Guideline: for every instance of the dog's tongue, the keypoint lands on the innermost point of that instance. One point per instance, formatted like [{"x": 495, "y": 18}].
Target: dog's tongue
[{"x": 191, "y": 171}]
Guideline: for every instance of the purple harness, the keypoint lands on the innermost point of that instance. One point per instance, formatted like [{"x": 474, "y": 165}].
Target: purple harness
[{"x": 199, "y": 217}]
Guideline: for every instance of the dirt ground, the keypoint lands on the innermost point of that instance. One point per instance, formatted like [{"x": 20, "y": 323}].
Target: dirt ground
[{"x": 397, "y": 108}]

----

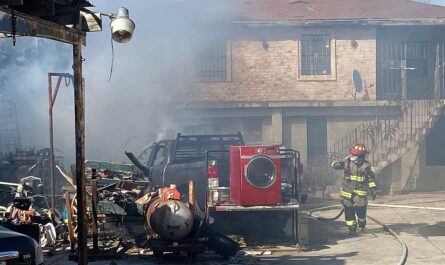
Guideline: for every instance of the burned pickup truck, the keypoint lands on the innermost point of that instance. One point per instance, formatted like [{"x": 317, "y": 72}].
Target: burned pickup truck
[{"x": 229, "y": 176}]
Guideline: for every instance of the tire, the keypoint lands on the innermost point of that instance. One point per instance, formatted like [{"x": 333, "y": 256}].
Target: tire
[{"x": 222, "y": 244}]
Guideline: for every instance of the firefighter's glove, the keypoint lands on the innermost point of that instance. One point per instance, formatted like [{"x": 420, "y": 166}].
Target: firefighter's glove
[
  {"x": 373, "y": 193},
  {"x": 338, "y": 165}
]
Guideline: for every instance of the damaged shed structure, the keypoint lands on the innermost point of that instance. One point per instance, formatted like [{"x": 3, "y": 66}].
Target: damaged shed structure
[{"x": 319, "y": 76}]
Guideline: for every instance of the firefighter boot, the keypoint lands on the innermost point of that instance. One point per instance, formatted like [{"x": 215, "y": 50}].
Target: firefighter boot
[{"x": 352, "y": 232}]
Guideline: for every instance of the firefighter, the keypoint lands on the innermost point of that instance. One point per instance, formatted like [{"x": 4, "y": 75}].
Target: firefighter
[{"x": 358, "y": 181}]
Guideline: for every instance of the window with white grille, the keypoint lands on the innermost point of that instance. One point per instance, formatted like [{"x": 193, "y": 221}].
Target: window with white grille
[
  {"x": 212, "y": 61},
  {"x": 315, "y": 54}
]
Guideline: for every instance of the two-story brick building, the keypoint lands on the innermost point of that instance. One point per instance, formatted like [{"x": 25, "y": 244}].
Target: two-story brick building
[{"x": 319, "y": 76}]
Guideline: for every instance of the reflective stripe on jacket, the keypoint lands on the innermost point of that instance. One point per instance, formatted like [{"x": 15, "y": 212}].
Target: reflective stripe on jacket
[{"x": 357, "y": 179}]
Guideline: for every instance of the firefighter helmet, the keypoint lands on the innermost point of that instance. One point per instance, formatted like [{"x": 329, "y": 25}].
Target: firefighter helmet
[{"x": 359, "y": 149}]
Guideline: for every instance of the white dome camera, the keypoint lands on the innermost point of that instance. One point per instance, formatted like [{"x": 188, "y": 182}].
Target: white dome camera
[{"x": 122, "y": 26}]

----

Instruction:
Extract each line above that contains the string "structure", treating uppercase and lowercase letters as different.

Final result:
Guideline: for every instance of the damaged shed structure, the keypoint lands on the innermost point of that instance. One point per instance, formatted like [{"x": 3, "y": 66}].
Target: damaged shed structure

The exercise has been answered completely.